### EXCERPTED PASSAGE ###
Shogun (English: /ˈʃoʊɡʌn/ SHOH-gun; Japanese: 将軍, romanized: shōgun, pronounced [ɕoːɡɯɴ] (listen)), officially Sei-i Taishōgun (征夷大将軍, "Commander-in-Chief of the Expeditionary Force Against the Barbarians"), was the title of the military dictators of Japan during most of the period spanning from 1185 to 1868. Nominally appointed by the Emperor, shoguns were usually the de facto rulers of the country, although during part of the Kamakura period, shoguns were themselves figureheads, with real power in hands of the Shikken of the Hōjō clan.
The office of shogun was in practice hereditary, although over the course of the history of Japan several different clans held the position. The title was originally held by military commanders during Heian period in the eighth and ninth centuries. When Minamoto no Yoritomo gained political ascendency over Japan in 1185, the title was revived to regularize his position, making him the first shogun in the usually understood sense.
The term shogun (将軍, lit. "army commander") is the abbreviation of the historical title Sei-i Taishōgun 征 (sei, せい) means "conquer" or "subjugate" and 夷 (i, い) means "barbarian" or "savage". 大 (dai, だい) means "great", 将 (shō, しょう) means "commander" and 軍 (gun, ぐん) means "army". Thus, a translation of Seii Taishōgun would be "Commander-in-Chief of the Expeditionary Force Against the Barbarians".
There is no consensus among the various authors since some sources consider Tajihi no Agatamori the first, others say Ōtomo no Otomaro, other sources assure that the first was Sakanoue no Tamuramaro, while others avoid the problem by just mentioning from the first Kamakura shogun Minamoto no Yoritomo.
Originally, the title of Sei-i Taishōgun ("Commander-in-Chief of the Expeditionary Force Against the Barbarians") was given to military commanders during the early Heian period for the duration of military campaigns against the Emishi, who resisted the governance of the Kyoto-based imperial court. Ōtomo no Otomaro was the first Sei-i Taishōgun. The most famous of these shoguns was Sakanoue no Tamuramaro.
In the later Heian period, one more shogun was appointed. Minamoto no Yoshinaka was named sei-i taishōgun during the Genpei War, only to be killed shortly thereafter by Minamoto no Yoshitsune.
In 1192, Yoritomo was awarded the title of Sei-i Taishōgun by Emperor Go-Toba and the political system he developed with a succession of shoguns as the head became known as a shogunate. Hojo Masako's (Yoritomo's wife) family, the Hōjō, seized power from the Kamakura shoguns. When Yoritomo's sons and heirs were assassinated, the shogun himself became a hereditary figurehead. Real power rested with the Hōjō regents. The Kamakura shogunate lasted for almost 150 years, from 1192 to 1333.
The fight against the shogunate left the Emperor with too many people claiming a limited supply of land. Takauji turned against the Emperor when the discontent about the distribution of land grew great enough. In 1336 Daigo was banished again, in favor of a new Emperor, leading to the creation of the new Ashikaga shogunate.
###
REQUIREMENT 1:
Repeat the passage on the shogun word for word, starting with "Originally, the title" and going on through "Minamoto no Yoshitsune.".
The passage on the shogun and the entries after it come from unrelated sources.
### SOURCE DATA ###
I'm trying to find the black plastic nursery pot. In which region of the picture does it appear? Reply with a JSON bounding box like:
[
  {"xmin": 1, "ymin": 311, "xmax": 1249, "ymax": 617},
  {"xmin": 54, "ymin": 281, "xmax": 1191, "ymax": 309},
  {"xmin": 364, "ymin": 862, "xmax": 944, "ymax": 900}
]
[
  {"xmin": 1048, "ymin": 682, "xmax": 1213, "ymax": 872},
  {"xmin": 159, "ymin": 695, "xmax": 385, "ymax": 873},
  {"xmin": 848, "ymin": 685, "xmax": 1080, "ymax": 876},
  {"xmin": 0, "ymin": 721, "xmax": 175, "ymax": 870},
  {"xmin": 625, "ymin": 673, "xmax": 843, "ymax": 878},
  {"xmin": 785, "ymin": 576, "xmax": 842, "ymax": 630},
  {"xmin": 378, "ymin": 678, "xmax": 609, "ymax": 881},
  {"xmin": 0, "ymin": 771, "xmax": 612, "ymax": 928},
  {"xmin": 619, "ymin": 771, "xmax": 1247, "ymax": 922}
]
###
REQUIREMENT 2:
Rewrite every line of the entries above as a numbered list, leaving out blank lines.

TASK SOLUTION 1:
Originally, the title of Sei-i Taishōgun ("Commander-in-Chief of the Expeditionary Force Against the Barbarians") was given to military commanders during the early Heian period for the duration of military campaigns against the Emishi, who resisted the governance of the Kyoto-based imperial court. Ōtomo no Otomaro was the first Sei-i Taishōgun. The most famous of these shoguns was Sakanoue no Tamuramaro.
In the later Heian period, one more shogun was appointed. Minamoto no Yoshinaka was named sei-i taishōgun during the Genpei War, only to be killed shortly thereafter by Minamoto no Yoshitsune.

TASK SOLUTION 2:
1. I'm trying to find the black plastic nursery pot. In which region of the picture does it appear? Reply with a JSON bounding box like:
2. [
3.   {"xmin": 1, "ymin": 311, "xmax": 1249, "ymax": 617},
4.   {"xmin": 54, "ymin": 281, "xmax": 1191, "ymax": 309},
5.   {"xmin": 364, "ymin": 862, "xmax": 944, "ymax": 900}
6. ]
7. [
8.   {"xmin": 1048, "ymin": 682, "xmax": 1213, "ymax": 872},
9.   {"xmin": 159, "ymin": 695, "xmax": 385, "ymax": 873},
10.   {"xmin": 848, "ymin": 685, "xmax": 1080, "ymax": 876},
11.   {"xmin": 0, "ymin": 721, "xmax": 175, "ymax": 870},
12.   {"xmin": 625, "ymin": 673, "xmax": 843, "ymax": 878},
13.   {"xmin": 785, "ymin": 576, "xmax": 842, "ymax": 630},
14.   {"xmin": 378, "ymin": 678, "xmax": 609, "ymax": 881},
15.   {"xmin": 0, "ymin": 771, "xmax": 612, "ymax": 928},
16.   {"xmin": 619, "ymin": 771, "xmax": 1247, "ymax": 922}
17. ]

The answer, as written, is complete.